• **Text block**
*-*-*

For the most part, the profile has elicited a number of sympathetic comments, but the comment I found most telling was Dan Riehl’s remark:
I never even heard of this Culture11 site until I read that it was gone. If someone wants to know why it failed, extrapolate that out to other bloggers and web surfers, that was it.
Of course, this has the ring of “no one I know voted for Nixon” as an example of how thoroughly isolated inside a cocoon some conservative bloggers seem to be. It might just be the case that, if someone has never heard of something, this is a function of his interests and the focus of his attention. Then again, if this is any indication of how cut off conservative bloggers tend to be from broader conversations I wouldn’t be surprised if this response is typical. However, it does make the embargo on linking to the site by RedState take on some additional importance. In the profile, David Kuo mentioned that moment as a point of pride, but it is hard to avoid the conclusion that the decision at RedState not to link to C11 had something to do with the site’s apparent obscurity to other bloggers on the right.

*-*-*

• **Records for the task**
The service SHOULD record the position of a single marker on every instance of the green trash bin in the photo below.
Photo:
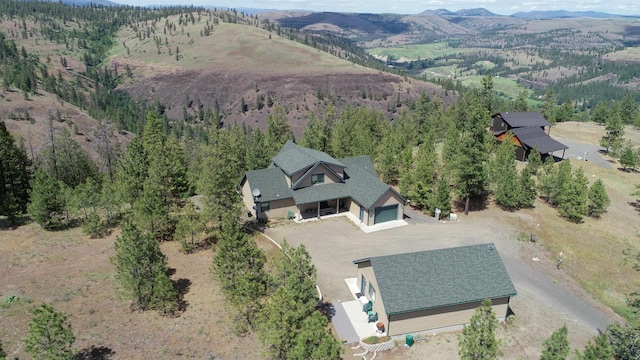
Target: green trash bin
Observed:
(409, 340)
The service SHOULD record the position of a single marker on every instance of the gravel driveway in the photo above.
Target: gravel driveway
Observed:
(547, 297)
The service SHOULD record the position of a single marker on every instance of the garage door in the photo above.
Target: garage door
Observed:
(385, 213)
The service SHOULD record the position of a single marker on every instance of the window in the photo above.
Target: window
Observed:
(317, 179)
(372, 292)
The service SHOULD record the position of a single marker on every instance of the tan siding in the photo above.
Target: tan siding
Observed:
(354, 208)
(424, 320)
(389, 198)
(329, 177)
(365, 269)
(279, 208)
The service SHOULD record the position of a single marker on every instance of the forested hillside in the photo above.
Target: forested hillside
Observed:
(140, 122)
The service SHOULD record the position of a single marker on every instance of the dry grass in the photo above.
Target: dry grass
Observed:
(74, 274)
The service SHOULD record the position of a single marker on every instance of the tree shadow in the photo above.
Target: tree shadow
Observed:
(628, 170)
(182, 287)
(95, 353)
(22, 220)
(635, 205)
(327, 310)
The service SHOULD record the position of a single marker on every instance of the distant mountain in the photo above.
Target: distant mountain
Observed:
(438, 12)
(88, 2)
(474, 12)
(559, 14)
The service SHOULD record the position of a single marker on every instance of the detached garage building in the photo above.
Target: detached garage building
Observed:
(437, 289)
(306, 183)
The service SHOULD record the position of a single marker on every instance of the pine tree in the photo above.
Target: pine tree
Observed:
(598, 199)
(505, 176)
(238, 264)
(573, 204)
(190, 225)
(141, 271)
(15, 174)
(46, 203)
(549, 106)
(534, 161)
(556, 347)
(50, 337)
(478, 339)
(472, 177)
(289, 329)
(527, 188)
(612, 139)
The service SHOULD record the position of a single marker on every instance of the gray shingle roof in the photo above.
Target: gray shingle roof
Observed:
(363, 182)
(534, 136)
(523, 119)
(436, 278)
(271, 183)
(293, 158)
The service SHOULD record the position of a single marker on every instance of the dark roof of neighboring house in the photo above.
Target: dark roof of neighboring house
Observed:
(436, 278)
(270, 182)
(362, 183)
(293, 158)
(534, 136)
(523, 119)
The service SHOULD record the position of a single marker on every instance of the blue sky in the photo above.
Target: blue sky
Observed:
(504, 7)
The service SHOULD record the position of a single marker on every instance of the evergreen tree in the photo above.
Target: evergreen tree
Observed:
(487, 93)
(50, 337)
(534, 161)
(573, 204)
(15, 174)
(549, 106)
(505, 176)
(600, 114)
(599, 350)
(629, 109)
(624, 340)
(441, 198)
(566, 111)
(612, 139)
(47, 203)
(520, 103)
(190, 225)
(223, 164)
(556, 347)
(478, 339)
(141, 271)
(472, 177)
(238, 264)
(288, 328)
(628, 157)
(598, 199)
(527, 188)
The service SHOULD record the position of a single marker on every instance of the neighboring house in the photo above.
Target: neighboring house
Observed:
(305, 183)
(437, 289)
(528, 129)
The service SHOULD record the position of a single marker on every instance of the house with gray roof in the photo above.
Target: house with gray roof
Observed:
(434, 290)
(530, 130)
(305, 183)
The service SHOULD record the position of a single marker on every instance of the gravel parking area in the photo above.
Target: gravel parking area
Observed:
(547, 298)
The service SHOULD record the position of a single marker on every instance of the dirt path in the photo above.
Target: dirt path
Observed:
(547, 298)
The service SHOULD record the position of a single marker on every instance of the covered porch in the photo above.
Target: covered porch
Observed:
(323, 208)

*-*-*

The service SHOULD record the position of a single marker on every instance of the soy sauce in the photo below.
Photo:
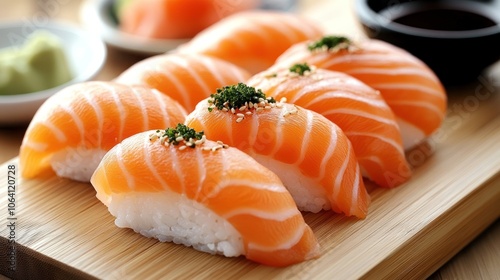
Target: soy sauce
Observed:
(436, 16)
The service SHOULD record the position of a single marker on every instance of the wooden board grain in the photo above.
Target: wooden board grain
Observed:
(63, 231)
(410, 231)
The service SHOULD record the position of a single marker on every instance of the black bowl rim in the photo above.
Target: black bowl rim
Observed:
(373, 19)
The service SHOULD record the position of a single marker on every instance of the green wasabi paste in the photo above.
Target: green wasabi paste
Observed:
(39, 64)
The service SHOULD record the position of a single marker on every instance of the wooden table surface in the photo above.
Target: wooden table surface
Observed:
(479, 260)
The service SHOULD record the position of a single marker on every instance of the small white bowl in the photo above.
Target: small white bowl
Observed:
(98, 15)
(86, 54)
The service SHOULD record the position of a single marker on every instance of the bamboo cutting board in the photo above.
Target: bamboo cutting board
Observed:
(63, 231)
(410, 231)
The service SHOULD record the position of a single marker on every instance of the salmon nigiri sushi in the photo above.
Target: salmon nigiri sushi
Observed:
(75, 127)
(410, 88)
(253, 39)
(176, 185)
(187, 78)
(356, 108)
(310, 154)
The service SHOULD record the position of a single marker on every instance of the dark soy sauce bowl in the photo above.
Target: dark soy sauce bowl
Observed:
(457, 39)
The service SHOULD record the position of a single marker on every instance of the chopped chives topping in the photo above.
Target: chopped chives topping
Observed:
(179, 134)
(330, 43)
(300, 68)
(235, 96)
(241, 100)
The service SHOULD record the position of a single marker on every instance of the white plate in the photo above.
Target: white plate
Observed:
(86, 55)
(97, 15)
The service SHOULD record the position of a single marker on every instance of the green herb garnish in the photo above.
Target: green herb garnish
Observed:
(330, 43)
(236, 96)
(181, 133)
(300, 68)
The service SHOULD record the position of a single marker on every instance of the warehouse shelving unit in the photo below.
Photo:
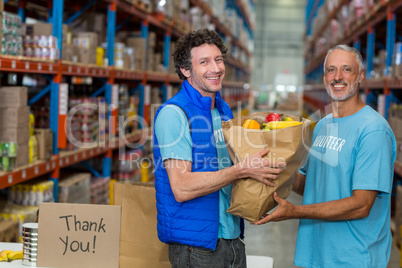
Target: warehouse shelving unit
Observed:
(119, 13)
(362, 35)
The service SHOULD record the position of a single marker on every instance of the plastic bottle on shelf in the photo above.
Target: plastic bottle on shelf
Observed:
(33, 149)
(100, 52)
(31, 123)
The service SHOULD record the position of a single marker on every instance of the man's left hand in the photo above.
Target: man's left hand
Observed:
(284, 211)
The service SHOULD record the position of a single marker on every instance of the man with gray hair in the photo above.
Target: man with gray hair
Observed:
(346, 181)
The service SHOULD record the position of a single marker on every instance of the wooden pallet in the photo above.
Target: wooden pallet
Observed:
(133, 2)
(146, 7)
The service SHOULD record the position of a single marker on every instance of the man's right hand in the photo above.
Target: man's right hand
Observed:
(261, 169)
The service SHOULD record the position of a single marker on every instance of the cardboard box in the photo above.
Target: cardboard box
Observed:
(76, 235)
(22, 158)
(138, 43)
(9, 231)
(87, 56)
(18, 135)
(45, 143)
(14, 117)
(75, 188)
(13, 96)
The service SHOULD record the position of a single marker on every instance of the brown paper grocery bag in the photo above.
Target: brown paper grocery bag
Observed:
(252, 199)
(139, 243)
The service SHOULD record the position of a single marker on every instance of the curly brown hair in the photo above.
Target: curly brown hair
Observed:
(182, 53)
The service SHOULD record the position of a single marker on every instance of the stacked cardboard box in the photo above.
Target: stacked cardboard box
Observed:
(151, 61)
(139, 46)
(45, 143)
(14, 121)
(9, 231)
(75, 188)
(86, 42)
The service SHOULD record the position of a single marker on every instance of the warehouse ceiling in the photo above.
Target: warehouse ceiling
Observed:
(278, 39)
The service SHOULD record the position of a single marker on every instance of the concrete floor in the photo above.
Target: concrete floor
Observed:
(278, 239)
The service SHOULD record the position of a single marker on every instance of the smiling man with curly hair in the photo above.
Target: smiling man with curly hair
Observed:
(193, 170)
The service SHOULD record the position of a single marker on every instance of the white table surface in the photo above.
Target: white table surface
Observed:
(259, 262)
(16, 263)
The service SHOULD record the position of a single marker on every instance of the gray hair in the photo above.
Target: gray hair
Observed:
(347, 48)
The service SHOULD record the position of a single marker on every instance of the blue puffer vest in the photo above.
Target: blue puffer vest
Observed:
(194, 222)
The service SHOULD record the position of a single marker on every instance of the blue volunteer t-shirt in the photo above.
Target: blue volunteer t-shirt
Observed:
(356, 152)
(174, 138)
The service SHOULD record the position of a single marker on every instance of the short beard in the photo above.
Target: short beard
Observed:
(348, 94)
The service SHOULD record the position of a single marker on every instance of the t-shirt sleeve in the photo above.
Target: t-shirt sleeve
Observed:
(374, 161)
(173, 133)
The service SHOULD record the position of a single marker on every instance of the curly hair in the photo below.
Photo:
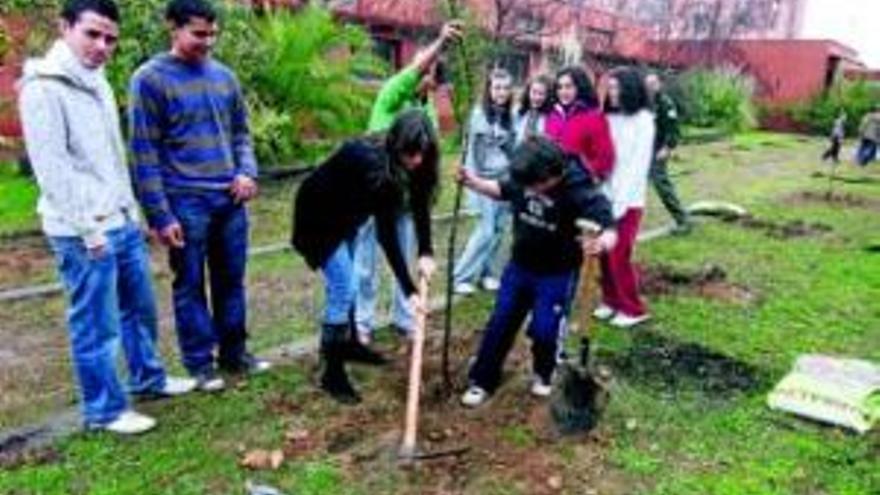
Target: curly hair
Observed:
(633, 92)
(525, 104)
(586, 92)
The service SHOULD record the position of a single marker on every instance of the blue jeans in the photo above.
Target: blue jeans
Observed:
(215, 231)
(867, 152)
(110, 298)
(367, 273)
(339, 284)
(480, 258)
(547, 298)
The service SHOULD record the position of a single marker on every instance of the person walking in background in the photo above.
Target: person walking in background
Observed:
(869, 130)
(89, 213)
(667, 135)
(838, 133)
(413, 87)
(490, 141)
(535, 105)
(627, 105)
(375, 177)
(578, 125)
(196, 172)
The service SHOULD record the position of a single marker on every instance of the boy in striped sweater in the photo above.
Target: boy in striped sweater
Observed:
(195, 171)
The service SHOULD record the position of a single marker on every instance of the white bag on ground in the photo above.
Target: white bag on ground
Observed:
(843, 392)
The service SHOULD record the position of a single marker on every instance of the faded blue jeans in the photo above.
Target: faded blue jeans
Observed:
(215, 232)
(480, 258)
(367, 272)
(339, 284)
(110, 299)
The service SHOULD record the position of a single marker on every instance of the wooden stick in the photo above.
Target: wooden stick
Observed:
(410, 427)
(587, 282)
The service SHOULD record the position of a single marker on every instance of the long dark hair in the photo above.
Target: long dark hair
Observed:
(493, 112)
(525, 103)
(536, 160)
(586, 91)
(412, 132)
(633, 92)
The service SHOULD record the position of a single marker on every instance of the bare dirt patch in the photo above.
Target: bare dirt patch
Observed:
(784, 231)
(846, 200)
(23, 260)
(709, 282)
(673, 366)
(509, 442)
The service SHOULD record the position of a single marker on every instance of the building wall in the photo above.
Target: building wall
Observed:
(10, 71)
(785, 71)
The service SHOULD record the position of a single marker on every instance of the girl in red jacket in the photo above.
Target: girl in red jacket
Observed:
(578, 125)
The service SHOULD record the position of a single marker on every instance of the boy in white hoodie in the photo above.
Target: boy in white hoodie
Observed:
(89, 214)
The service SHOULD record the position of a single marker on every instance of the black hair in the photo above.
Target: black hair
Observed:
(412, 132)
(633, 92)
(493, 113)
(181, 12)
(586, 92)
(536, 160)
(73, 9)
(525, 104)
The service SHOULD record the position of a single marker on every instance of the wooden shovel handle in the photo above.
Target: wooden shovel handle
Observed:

*-*-*

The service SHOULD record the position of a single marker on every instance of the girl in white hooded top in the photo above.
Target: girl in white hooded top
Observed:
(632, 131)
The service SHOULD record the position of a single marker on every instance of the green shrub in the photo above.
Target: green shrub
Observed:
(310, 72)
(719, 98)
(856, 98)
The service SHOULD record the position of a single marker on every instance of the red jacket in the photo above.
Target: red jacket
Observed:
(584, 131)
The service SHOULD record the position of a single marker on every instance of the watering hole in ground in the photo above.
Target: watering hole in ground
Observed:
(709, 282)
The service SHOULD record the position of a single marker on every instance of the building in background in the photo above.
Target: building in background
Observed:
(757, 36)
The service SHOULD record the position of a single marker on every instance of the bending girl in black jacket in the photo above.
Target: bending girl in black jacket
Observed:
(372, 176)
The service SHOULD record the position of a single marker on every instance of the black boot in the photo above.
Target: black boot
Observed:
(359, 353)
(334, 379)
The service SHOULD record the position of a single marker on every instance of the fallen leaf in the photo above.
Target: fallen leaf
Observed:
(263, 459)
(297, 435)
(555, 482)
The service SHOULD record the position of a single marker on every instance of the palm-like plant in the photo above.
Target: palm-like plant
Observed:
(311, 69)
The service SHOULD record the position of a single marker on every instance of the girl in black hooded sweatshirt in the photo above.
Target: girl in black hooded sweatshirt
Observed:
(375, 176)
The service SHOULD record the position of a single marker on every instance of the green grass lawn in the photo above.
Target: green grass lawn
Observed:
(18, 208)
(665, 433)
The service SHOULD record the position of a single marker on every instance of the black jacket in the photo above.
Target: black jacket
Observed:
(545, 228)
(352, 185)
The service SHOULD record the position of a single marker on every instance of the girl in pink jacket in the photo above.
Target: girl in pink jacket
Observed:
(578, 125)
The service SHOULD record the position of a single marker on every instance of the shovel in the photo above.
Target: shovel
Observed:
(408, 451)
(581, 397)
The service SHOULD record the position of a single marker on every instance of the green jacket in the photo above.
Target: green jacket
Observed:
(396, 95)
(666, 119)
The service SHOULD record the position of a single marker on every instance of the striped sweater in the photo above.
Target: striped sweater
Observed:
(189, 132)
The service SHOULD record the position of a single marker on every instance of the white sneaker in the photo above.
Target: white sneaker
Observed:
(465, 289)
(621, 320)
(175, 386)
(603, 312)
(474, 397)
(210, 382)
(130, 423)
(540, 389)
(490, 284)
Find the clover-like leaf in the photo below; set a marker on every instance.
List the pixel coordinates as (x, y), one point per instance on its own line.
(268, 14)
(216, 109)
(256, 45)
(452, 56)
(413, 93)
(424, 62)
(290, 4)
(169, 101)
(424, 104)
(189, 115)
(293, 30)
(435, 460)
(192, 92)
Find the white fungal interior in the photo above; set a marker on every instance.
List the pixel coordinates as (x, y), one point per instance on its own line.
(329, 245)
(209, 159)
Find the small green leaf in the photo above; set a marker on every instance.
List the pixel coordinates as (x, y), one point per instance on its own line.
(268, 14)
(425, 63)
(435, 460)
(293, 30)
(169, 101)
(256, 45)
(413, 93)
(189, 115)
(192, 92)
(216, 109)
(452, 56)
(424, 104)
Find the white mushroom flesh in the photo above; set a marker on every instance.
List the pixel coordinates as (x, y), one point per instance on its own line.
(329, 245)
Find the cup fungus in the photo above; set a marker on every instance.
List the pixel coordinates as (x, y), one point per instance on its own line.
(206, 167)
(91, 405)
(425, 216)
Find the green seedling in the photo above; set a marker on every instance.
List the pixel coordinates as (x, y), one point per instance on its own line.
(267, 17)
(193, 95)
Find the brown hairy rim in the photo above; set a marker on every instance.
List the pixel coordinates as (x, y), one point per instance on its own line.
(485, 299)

*-*-*

• **Required tasks**
(a) According to the Culture11 passage, who called RedState's refusal to link to the site a point of pride?
(b) Locate each line in the records that contains the word "boot" and copy those lines.

• **Solutions**
(a) David Kuo

(b)
The service SHOULD record the position of a single marker on every instance of the black boot in the photo above.
Target: black boot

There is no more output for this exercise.